→ **ASSIGNED TASK A**:
In the fentanyl article, how many deaths related to Fentanyl use did the National Institute of Health record in 2015?
→ **ASSIGNED TASK B**:
Reproduce a passage from the fentanyl article word for word, beginning at the words "What is Fentanyl?" and stopping after the words "created for animals.".

Fentanyl–Use vs Abuse

by Alex Hernandez 6 months ago in activism

The National Institute of Health recorded 9,580 deaths related to Fentanyl use in 2015, and projected it to go higher in the next few years.

The National Institute of Health recorded 9,580 deaths related to Fentanyl use in 2015, and projected it to go higher in the next few years. In 2017, Fentanyl had become the most widely used synthetic opioid in medicine. Fentanyl is so potent that it is measured to be anywhere between 50 to 1,000 times stronger than morphine. It has been illegally used to cut heroin, and prescribed for non-cancer pain. The drug, Fentanyl, has a narrow therapeutic index,, which suggest it has a higher risk of death than most drugs.

What is Fentanyl?

Fentanyl is a synthetic analgesic and anesthetic that is initially used to treat patients in surgery. Synthetic tells you that the drug is not a natural source. Simply put, it could be mixed and created by itself. Making it easy to be used, and distributed illegally. Analgesic means to treat pain, and anesthetic helps the patient rid their memory of any trauma from the surgery. Basically, the drug would help prevent any PTSD that could come from the surgery. More recently, the drug has been used to treat cancer pain. This drug works by binding to opiate receptors in the brain, and changes how the body responds to, and feels, pain.

Fentanyl was created for animals.

Fentanyl was initially created for animal surgery. Back in the 1960s, there was a call for an alternative to morphine, because there were problems with morphine-oxygen anesthesia. A breakthrough came when testing Fentanyl on animals with severe pain. It was then introduced to humans, and created two different forms of Fentanyl—Sufentanil and Alfentanil.

Drug interactions.

Fentanyl is an opioid. Opiates have a large list of interactions, which could be potentially fatal especially when prescribed with a drug in the benzodiazepine category (patient’s suffering from depression). Also, patient’s with heart problems (amiodarone), heartburn issues (cimetidine), antifungals (fluconazole), antibiotics (clarithromycin), and HIV drugs.

Why is it being used illegally?

→ **DATA PROVIDED**:
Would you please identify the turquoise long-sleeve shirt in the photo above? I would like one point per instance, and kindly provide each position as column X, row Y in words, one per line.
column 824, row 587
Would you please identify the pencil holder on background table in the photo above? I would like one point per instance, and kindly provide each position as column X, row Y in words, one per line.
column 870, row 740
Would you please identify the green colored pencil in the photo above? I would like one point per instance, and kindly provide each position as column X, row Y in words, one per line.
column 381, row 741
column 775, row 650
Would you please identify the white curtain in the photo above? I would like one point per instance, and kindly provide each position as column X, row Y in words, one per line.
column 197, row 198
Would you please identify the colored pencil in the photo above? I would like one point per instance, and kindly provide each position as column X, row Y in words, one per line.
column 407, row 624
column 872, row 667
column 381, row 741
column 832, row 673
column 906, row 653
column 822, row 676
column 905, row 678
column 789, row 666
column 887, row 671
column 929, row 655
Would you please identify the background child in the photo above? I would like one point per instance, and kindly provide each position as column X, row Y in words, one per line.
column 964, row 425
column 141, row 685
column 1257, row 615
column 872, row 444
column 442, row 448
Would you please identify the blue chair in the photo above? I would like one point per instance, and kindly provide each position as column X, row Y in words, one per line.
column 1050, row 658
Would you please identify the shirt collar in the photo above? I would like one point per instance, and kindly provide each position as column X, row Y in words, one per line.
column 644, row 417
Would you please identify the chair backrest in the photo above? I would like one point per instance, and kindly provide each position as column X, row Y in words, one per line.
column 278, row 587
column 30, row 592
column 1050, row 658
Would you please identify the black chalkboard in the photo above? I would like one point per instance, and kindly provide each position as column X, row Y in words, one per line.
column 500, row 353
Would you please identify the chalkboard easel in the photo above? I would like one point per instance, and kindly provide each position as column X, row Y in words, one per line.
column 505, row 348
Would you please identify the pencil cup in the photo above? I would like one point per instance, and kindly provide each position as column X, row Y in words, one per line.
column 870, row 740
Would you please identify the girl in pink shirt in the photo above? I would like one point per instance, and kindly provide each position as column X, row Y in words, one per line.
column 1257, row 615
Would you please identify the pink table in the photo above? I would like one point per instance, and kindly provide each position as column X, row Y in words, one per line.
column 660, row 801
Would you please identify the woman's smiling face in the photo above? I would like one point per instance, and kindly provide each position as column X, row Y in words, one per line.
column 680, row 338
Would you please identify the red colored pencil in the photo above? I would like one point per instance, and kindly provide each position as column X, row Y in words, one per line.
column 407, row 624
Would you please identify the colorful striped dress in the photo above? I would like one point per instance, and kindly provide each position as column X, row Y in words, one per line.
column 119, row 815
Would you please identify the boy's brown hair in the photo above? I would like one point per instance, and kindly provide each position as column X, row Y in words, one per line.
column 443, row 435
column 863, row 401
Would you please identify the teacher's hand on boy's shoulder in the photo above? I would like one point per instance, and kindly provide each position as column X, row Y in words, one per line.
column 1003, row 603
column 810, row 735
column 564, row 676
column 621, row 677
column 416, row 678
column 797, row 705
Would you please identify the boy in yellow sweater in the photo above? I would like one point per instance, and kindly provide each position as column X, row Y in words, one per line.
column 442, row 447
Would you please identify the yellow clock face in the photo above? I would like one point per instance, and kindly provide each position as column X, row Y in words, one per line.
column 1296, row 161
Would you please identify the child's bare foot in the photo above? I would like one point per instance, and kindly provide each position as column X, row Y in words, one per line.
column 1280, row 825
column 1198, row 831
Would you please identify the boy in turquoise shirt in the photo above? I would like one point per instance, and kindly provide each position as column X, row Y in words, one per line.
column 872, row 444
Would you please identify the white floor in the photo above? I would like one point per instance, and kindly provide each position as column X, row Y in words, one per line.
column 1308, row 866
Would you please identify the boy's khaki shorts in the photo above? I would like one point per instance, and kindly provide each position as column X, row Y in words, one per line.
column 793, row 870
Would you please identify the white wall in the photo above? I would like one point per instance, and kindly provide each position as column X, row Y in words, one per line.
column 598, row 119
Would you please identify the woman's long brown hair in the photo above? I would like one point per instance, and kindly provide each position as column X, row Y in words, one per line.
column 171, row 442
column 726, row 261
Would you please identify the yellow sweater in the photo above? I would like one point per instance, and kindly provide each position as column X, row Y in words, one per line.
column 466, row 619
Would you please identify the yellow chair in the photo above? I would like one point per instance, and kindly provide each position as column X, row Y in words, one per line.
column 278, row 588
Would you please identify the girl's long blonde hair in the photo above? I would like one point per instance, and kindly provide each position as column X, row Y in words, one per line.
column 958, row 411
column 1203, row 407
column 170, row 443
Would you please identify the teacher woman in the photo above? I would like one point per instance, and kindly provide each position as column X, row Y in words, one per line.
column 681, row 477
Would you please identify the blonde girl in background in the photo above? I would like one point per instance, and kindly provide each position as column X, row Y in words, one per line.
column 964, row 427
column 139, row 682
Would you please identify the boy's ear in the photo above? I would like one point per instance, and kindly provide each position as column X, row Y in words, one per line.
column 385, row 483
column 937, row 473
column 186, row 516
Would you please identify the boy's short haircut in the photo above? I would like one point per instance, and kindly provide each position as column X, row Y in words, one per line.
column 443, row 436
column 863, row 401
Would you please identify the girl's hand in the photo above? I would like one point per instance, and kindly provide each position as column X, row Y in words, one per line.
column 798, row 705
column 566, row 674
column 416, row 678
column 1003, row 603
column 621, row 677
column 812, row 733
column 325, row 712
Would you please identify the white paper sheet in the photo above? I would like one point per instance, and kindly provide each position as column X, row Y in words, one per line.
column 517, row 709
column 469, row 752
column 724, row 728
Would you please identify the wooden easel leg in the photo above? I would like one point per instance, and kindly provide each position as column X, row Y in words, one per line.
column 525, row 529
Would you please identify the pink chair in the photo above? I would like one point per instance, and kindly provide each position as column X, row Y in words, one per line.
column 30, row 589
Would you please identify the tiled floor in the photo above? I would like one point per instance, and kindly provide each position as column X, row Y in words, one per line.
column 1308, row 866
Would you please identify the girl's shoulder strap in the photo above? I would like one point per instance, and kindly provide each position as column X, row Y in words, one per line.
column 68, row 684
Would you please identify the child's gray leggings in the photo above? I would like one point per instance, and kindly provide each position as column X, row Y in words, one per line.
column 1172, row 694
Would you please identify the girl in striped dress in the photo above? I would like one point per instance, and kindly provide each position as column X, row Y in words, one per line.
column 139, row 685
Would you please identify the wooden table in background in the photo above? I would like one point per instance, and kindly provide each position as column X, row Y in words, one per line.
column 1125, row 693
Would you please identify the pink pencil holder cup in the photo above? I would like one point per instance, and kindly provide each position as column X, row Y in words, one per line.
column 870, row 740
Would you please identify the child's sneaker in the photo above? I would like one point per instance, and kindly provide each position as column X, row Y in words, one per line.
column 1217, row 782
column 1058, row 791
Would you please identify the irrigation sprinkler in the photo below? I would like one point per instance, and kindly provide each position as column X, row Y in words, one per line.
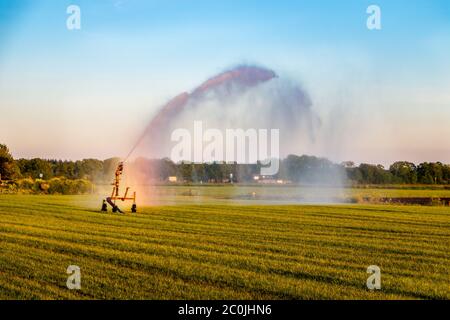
column 115, row 195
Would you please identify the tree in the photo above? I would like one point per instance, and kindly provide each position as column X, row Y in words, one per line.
column 404, row 172
column 8, row 168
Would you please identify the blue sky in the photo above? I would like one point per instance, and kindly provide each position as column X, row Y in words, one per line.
column 131, row 56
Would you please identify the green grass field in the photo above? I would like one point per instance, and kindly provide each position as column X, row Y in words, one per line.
column 221, row 251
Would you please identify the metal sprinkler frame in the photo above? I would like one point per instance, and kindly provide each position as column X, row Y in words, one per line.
column 115, row 194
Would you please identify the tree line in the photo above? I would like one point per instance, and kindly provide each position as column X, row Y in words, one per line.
column 296, row 169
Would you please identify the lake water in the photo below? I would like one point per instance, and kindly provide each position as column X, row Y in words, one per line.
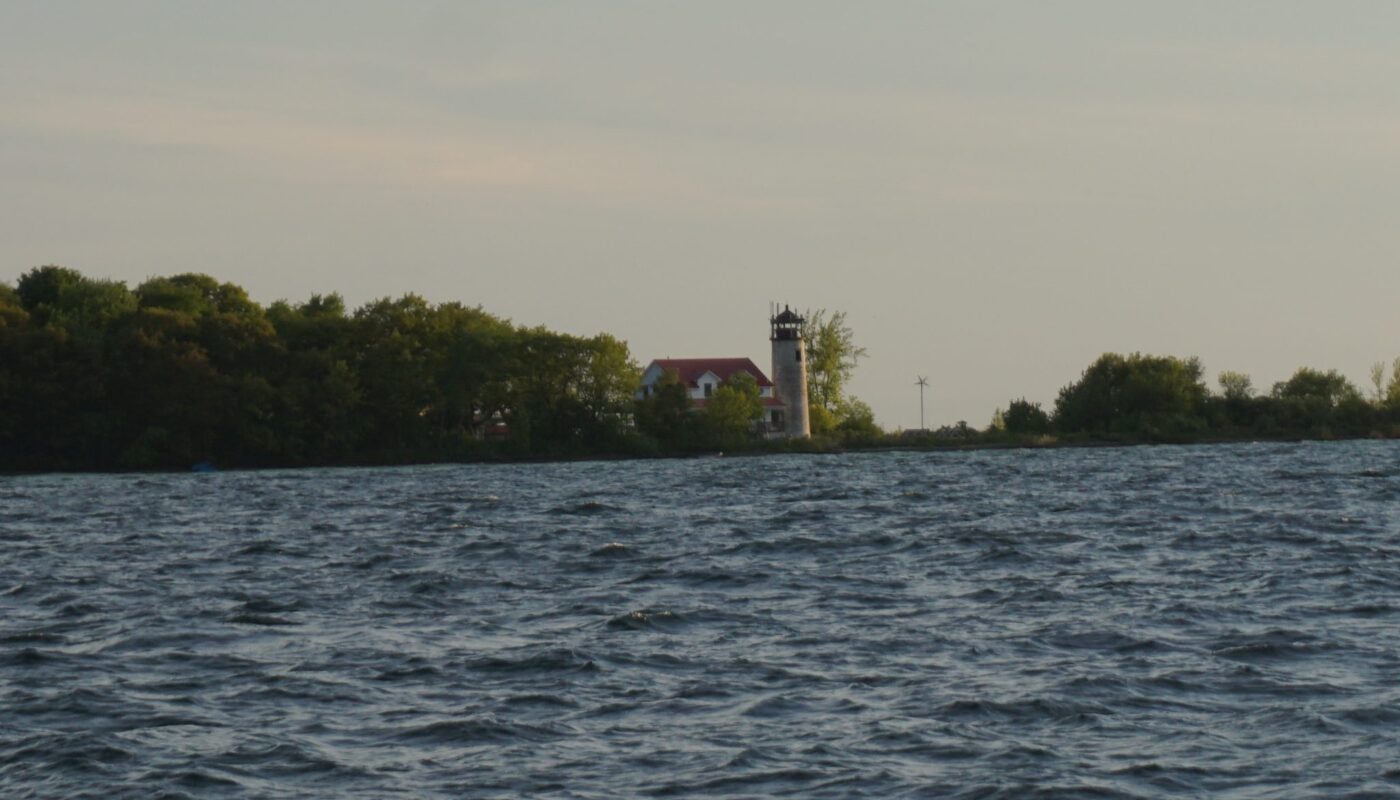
column 1137, row 622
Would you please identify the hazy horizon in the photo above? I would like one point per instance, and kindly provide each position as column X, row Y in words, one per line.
column 994, row 194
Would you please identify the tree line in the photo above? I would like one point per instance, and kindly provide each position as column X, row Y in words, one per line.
column 186, row 369
column 1165, row 398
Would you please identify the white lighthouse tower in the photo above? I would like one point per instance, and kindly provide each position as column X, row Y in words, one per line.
column 790, row 371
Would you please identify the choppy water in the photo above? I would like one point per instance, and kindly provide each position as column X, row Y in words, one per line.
column 1143, row 622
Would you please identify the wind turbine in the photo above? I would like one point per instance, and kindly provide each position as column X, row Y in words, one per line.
column 921, row 383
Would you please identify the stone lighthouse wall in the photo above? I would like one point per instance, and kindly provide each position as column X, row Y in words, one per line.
column 790, row 378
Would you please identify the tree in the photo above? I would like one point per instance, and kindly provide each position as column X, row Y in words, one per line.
column 1393, row 388
column 731, row 411
column 664, row 414
column 832, row 356
column 1025, row 418
column 1134, row 394
column 1319, row 402
column 1235, row 385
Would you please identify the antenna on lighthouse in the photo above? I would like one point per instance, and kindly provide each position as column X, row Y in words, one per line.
column 921, row 383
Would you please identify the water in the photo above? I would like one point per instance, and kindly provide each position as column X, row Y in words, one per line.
column 1144, row 622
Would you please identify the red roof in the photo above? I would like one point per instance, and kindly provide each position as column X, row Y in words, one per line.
column 692, row 369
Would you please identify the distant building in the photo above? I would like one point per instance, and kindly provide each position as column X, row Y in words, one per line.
column 783, row 398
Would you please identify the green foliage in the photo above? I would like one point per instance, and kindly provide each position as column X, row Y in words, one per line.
column 858, row 421
column 1025, row 418
column 731, row 411
column 665, row 412
column 1145, row 395
column 832, row 356
column 188, row 369
column 1235, row 385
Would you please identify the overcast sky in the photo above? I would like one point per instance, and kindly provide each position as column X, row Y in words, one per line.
column 994, row 192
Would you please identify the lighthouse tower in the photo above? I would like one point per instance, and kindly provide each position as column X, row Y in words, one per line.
column 790, row 370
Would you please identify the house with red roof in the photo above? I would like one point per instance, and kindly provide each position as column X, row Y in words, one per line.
column 703, row 376
column 784, row 398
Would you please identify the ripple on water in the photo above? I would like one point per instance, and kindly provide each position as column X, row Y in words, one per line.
column 1127, row 622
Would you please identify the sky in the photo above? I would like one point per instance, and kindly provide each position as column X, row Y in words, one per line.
column 994, row 192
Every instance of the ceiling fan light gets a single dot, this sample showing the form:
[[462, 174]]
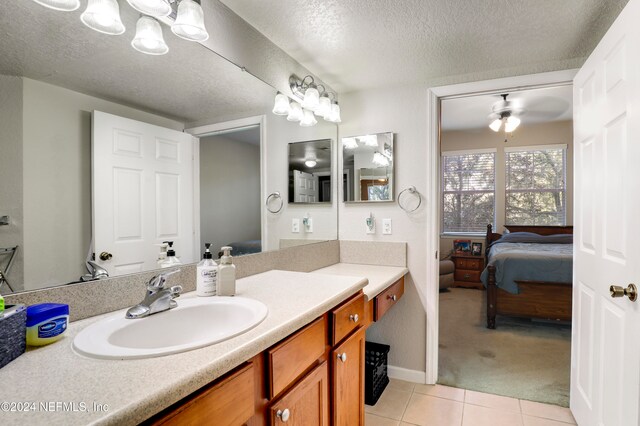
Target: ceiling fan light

→ **OUTPUT A**:
9,580 deaths.

→ **OUTPUT B**:
What is Fentanyl?

Fentanyl is a synthetic analgesic and anesthetic that is initially used to treat patients in surgery. Synthetic tells you that the drug is not a natural source. Simply put, it could be mixed and created by itself. Making it easy to be used, and distributed illegally. Analgesic means to treat pain, and anesthetic helps the patient rid their memory of any trauma from the surgery. Basically, the drug would help prevent any PTSD that could come from the surgery. More recently, the drug has been used to treat cancer pain. This drug works by binding to opiate receptors in the brain, and changes how the body responds to, and feels, pain.

Fentanyl was created for animals.